======== THE DATA

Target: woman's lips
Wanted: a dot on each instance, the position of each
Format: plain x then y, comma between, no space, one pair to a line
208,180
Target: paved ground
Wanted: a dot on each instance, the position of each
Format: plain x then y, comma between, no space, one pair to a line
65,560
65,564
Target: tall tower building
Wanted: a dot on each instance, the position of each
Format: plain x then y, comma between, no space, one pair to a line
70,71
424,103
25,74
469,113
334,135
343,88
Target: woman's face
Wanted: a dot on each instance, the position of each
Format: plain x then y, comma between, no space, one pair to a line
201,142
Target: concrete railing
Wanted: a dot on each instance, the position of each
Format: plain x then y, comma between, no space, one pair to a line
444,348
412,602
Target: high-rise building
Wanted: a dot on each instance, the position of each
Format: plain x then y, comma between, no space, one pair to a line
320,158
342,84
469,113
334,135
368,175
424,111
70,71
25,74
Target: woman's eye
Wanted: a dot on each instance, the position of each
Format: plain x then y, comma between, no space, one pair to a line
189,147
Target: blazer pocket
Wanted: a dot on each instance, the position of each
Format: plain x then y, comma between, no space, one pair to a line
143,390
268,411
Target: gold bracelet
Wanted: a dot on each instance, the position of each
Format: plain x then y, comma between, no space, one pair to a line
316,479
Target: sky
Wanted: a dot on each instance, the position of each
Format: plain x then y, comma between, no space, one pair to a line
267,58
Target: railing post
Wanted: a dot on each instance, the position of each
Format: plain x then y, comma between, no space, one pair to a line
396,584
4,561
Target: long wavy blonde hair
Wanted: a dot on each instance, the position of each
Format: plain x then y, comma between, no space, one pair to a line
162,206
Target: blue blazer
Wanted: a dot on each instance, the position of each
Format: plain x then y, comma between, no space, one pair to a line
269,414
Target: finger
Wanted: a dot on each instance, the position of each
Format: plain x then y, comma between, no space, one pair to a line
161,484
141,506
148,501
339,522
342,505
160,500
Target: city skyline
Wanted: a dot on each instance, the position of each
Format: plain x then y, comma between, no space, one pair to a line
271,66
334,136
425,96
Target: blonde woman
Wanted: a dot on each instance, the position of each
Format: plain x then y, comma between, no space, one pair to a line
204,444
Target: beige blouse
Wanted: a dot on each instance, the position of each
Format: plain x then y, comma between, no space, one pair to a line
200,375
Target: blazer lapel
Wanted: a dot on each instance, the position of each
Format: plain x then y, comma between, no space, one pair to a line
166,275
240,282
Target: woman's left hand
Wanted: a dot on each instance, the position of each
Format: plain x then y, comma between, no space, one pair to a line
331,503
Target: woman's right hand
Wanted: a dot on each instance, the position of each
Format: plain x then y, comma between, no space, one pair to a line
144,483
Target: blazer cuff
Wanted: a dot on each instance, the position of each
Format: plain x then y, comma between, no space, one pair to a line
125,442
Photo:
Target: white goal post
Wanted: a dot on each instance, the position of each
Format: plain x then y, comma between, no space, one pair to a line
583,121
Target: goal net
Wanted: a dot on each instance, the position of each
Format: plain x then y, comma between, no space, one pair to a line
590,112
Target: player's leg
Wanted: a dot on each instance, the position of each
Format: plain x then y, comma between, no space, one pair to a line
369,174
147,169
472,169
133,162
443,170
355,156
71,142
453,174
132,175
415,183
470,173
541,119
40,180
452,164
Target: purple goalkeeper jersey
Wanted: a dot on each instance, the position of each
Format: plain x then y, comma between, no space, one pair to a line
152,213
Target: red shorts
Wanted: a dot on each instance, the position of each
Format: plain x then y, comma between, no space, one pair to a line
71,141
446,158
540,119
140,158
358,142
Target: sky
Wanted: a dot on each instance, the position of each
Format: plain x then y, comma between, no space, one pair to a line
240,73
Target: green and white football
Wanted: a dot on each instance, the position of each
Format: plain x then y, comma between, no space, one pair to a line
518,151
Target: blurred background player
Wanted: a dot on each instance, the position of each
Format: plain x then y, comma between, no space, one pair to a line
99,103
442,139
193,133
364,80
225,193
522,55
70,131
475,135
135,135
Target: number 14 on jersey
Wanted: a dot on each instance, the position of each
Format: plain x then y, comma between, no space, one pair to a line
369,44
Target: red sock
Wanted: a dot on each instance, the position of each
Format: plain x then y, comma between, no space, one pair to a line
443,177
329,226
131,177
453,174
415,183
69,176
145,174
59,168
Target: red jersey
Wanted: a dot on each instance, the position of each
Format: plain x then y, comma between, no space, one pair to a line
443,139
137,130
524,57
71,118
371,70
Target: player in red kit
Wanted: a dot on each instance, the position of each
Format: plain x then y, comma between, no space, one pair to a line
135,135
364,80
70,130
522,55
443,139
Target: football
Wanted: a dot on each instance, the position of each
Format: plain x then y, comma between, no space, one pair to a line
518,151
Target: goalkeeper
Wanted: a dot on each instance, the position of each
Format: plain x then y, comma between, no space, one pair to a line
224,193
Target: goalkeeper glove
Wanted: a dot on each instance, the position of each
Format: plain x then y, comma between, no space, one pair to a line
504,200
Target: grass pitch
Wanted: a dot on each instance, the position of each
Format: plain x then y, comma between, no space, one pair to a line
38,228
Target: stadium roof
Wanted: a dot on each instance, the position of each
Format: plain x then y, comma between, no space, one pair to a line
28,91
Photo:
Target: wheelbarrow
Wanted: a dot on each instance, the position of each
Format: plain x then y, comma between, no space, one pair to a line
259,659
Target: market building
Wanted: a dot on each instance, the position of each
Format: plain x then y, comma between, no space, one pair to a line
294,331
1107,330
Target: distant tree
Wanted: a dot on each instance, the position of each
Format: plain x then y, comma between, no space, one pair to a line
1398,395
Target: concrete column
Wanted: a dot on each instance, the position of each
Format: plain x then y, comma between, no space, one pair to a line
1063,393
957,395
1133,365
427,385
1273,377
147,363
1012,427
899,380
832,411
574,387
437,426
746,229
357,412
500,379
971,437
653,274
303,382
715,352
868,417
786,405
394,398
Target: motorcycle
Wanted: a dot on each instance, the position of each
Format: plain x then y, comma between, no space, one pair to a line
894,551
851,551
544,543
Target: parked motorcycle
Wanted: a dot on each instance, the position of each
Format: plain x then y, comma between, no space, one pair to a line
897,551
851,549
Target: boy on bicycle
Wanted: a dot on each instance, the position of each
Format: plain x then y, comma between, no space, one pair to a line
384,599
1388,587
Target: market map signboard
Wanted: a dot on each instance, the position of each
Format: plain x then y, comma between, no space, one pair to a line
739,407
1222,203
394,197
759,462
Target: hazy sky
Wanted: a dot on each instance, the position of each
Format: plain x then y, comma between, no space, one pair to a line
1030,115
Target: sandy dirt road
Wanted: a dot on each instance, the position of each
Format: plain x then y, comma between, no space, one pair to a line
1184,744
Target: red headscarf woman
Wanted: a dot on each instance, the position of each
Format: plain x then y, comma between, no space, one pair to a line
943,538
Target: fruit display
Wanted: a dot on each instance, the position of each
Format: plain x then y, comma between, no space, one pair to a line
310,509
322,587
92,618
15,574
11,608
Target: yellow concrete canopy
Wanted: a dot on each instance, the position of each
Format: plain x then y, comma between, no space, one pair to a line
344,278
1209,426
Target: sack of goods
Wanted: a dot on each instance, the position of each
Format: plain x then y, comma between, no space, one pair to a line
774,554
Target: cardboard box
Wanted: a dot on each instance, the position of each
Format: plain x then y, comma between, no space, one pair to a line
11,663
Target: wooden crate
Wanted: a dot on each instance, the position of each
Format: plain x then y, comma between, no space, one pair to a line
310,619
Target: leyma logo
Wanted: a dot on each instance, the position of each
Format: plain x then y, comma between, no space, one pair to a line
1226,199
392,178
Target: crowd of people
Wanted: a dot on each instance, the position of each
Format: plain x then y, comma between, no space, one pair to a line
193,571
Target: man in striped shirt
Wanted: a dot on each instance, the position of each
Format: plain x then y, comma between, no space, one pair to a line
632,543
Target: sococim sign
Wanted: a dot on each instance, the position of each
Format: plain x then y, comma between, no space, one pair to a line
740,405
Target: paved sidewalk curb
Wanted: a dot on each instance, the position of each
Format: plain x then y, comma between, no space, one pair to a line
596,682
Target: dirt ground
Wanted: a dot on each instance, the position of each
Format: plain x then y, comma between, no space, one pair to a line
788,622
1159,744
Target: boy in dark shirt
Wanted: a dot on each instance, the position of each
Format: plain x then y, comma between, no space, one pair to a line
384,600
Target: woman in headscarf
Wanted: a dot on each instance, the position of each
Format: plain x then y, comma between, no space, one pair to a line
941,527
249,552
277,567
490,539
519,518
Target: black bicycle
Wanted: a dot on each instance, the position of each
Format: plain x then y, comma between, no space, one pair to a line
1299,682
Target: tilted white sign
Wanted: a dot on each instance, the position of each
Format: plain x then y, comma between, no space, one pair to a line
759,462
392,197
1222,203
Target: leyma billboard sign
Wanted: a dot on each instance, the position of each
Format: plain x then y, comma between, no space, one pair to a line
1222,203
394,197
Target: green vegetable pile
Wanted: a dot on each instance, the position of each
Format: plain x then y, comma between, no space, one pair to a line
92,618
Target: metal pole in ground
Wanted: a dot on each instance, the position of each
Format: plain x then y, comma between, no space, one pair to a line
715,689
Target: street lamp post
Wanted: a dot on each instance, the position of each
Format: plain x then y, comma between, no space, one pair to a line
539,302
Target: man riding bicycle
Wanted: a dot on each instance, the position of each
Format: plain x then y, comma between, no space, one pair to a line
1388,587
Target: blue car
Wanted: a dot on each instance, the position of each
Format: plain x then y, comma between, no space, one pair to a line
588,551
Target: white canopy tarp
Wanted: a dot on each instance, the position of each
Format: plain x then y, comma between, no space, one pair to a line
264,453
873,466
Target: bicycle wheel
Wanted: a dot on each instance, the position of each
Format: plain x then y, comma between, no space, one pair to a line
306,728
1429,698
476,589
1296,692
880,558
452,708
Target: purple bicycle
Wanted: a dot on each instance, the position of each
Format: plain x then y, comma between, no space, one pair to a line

================

WHAT IS EXPECTED » Search the entries for the string "shirt". Copy every line that has it.

RESULT OF THE TASK »
Target: man in striped shirt
Target: boy in dark shirt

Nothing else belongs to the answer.